Stored items:
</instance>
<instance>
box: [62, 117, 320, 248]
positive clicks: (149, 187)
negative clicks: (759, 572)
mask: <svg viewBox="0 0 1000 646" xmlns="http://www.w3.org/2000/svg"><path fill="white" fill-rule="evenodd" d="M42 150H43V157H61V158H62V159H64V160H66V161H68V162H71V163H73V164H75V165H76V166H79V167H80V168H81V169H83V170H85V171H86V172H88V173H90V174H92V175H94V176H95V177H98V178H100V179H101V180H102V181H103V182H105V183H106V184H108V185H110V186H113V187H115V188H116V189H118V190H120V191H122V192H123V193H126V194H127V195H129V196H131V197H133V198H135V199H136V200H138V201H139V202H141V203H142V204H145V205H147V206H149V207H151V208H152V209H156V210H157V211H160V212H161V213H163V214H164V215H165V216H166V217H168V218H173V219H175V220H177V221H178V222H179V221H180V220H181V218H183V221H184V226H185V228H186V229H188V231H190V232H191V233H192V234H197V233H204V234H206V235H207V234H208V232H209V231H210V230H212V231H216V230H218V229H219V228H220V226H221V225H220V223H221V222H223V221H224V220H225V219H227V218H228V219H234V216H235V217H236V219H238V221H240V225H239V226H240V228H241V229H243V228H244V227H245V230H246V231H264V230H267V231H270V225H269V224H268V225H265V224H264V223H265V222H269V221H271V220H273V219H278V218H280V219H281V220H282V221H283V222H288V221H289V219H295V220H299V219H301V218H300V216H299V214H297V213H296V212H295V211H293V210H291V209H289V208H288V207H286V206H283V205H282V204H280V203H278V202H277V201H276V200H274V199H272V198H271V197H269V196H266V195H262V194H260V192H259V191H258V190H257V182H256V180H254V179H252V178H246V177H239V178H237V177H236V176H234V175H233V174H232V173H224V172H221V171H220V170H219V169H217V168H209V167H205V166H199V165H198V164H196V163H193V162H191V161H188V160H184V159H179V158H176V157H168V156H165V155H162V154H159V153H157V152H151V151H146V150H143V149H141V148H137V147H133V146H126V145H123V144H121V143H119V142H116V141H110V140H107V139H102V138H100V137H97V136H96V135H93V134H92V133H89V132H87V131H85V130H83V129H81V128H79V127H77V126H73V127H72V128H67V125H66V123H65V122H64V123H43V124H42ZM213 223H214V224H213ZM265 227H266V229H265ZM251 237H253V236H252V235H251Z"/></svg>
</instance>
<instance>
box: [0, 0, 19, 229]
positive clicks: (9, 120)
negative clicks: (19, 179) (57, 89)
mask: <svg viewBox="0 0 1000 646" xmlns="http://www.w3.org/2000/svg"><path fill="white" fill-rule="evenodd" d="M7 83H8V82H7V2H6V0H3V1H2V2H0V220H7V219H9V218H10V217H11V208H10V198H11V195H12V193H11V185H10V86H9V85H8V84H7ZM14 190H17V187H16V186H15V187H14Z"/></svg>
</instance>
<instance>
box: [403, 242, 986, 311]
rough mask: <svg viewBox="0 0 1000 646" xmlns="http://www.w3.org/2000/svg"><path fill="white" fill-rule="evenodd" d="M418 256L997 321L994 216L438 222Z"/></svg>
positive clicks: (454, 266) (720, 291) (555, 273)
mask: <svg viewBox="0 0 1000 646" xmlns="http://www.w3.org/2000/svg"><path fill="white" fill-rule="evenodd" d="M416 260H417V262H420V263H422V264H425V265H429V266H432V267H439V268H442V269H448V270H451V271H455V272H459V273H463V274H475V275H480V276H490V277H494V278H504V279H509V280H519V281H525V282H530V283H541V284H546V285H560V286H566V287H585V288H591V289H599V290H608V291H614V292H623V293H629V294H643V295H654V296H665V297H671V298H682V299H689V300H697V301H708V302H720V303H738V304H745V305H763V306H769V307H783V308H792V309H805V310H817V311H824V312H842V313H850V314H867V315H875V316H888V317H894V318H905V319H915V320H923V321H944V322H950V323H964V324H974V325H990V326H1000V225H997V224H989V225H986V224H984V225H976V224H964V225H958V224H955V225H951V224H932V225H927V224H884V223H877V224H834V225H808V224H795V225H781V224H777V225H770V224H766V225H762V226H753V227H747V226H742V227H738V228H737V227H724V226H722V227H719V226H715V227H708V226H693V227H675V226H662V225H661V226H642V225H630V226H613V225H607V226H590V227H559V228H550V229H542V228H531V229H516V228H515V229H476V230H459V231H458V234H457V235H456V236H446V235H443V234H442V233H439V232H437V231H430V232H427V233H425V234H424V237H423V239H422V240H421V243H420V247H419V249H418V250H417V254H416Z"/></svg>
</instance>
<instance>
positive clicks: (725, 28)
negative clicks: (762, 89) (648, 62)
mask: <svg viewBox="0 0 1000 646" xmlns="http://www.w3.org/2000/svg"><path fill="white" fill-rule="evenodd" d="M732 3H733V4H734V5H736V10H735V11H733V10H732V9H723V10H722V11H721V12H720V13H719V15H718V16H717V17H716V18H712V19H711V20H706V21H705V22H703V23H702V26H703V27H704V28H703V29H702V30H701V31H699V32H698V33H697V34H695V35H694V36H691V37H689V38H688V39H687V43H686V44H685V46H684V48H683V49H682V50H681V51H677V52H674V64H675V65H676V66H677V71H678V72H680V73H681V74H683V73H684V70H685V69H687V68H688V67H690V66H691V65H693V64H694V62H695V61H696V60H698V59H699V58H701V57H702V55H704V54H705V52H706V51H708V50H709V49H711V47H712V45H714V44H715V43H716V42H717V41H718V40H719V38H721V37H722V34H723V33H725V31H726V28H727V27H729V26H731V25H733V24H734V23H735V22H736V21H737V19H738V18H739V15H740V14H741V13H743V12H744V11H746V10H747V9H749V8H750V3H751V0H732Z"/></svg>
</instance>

Aim of the task: Turn the lines above into a numbered list, leaving out any blank ones.

Solution to this task:
1. </instance>
2. <instance>
3. box: [62, 117, 320, 248]
4. positive clicks: (149, 187)
5. negative clicks: (759, 572)
6. mask: <svg viewBox="0 0 1000 646" xmlns="http://www.w3.org/2000/svg"><path fill="white" fill-rule="evenodd" d="M42 150H43V157H61V158H62V159H64V160H66V161H68V162H71V163H73V164H75V165H76V166H79V167H80V168H81V169H83V170H85V171H86V172H88V173H90V174H92V175H94V176H95V177H98V178H100V179H101V180H102V181H103V182H105V183H106V184H108V185H110V186H113V187H115V188H116V189H118V190H120V191H122V192H123V193H126V194H127V195H129V196H131V197H133V198H135V199H136V200H138V201H139V202H141V203H142V204H145V205H147V206H149V207H151V208H152V209H156V210H157V211H160V212H161V213H163V214H164V215H165V216H166V217H168V218H173V219H175V220H177V221H178V222H179V221H180V220H181V218H183V221H184V226H185V228H186V229H188V231H190V232H191V233H192V234H197V233H204V234H206V235H207V234H208V232H209V231H210V230H212V231H216V230H218V229H219V228H220V226H221V225H220V223H221V222H223V221H224V220H225V219H227V218H228V219H234V216H235V217H236V219H238V221H240V225H239V226H240V228H241V229H243V228H244V227H245V230H246V231H264V230H267V231H270V225H269V224H268V225H265V224H264V223H265V222H269V221H271V220H273V219H278V218H280V219H281V220H282V221H283V222H288V221H289V219H295V220H299V219H301V218H300V216H299V214H297V213H296V212H295V211H293V210H291V209H289V208H288V207H286V206H283V205H282V204H280V203H278V202H277V201H276V200H274V199H272V198H271V197H269V196H266V195H262V194H260V192H259V191H258V190H257V182H256V180H254V179H252V178H246V177H239V178H237V177H236V176H234V175H233V174H232V173H224V172H221V171H220V170H219V169H217V168H209V167H205V166H199V165H198V164H196V163H193V162H191V161H188V160H184V159H179V158H176V157H168V156H165V155H162V154H159V153H157V152H151V151H146V150H143V149H141V148H137V147H133V146H126V145H123V144H121V143H119V142H116V141H110V140H107V139H102V138H100V137H97V136H96V135H93V134H92V133H89V132H87V131H85V130H83V129H81V128H79V127H77V126H73V127H72V128H67V125H66V123H65V122H64V123H43V124H42ZM213 223H214V224H213ZM265 227H266V229H265ZM251 237H253V236H252V235H251Z"/></svg>
7. </instance>
8. <instance>
9. box: [0, 0, 19, 229]
10. positive clicks: (9, 120)
11. negative clicks: (19, 179) (57, 89)
12. mask: <svg viewBox="0 0 1000 646" xmlns="http://www.w3.org/2000/svg"><path fill="white" fill-rule="evenodd" d="M7 83H8V82H7V2H6V0H3V1H2V2H0V220H7V219H9V218H10V217H11V208H10V198H11V195H12V193H11V185H10V86H9V85H8V84H7ZM14 190H17V187H16V186H15V187H14Z"/></svg>
13. </instance>
14. <instance>
15. box: [403, 242, 986, 311]
16. rough mask: <svg viewBox="0 0 1000 646" xmlns="http://www.w3.org/2000/svg"><path fill="white" fill-rule="evenodd" d="M418 256L997 321L994 216L438 222Z"/></svg>
17. positive clicks: (454, 266) (720, 291) (555, 273)
18. mask: <svg viewBox="0 0 1000 646" xmlns="http://www.w3.org/2000/svg"><path fill="white" fill-rule="evenodd" d="M416 260H417V262H420V263H422V264H425V265H429V266H432V267H439V268H442V269H448V270H451V271H455V272H459V273H463V274H475V275H480V276H490V277H494V278H504V279H509V280H519V281H525V282H530V283H541V284H546V285H560V286H566V287H585V288H591V289H599V290H608V291H614V292H623V293H629V294H643V295H654V296H665V297H671V298H682V299H689V300H697V301H708V302H720V303H738V304H745V305H763V306H769V307H783V308H792V309H805V310H817V311H824V312H842V313H850V314H867V315H875V316H888V317H894V318H905V319H915V320H923V321H944V322H950V323H964V324H974V325H990V326H1000V225H997V224H989V225H986V224H984V225H976V224H964V225H958V224H955V225H951V224H932V225H927V224H884V223H877V224H834V225H808V224H795V225H781V224H777V225H770V224H766V225H762V226H753V227H747V226H742V227H738V228H737V227H724V226H722V227H719V226H715V227H708V226H693V227H675V226H662V225H661V226H642V225H630V226H613V225H607V226H590V227H559V228H550V229H542V228H531V229H516V228H515V229H476V230H459V231H458V234H457V235H456V236H446V235H443V234H442V233H439V232H437V231H430V232H427V233H425V234H424V237H423V239H422V240H421V243H420V247H419V249H418V250H417V254H416Z"/></svg>
19. </instance>
20. <instance>
21. positive clicks: (725, 28)
22. negative clicks: (762, 89) (648, 62)
23. mask: <svg viewBox="0 0 1000 646" xmlns="http://www.w3.org/2000/svg"><path fill="white" fill-rule="evenodd" d="M732 3H733V4H734V5H736V10H735V11H733V10H732V9H723V10H722V11H721V12H720V13H719V15H718V16H717V17H716V18H712V19H711V20H706V21H705V22H703V23H702V26H703V27H704V28H703V29H702V30H701V31H699V32H698V33H697V34H695V35H694V36H691V37H689V38H688V39H687V43H686V44H685V46H684V48H683V49H682V50H681V51H677V52H674V64H675V65H676V66H677V71H678V72H680V73H681V74H683V73H684V70H685V69H687V68H688V67H690V66H691V65H693V64H694V62H695V61H696V60H698V59H699V58H701V57H702V55H704V54H705V52H706V51H708V50H709V49H711V47H712V45H714V44H715V43H716V42H717V41H718V40H719V38H721V37H722V34H723V33H725V31H726V28H727V27H729V26H731V25H733V24H734V23H735V22H736V21H737V19H738V18H739V15H740V14H741V13H743V12H744V11H746V10H747V9H749V8H750V3H751V0H732Z"/></svg>
24. </instance>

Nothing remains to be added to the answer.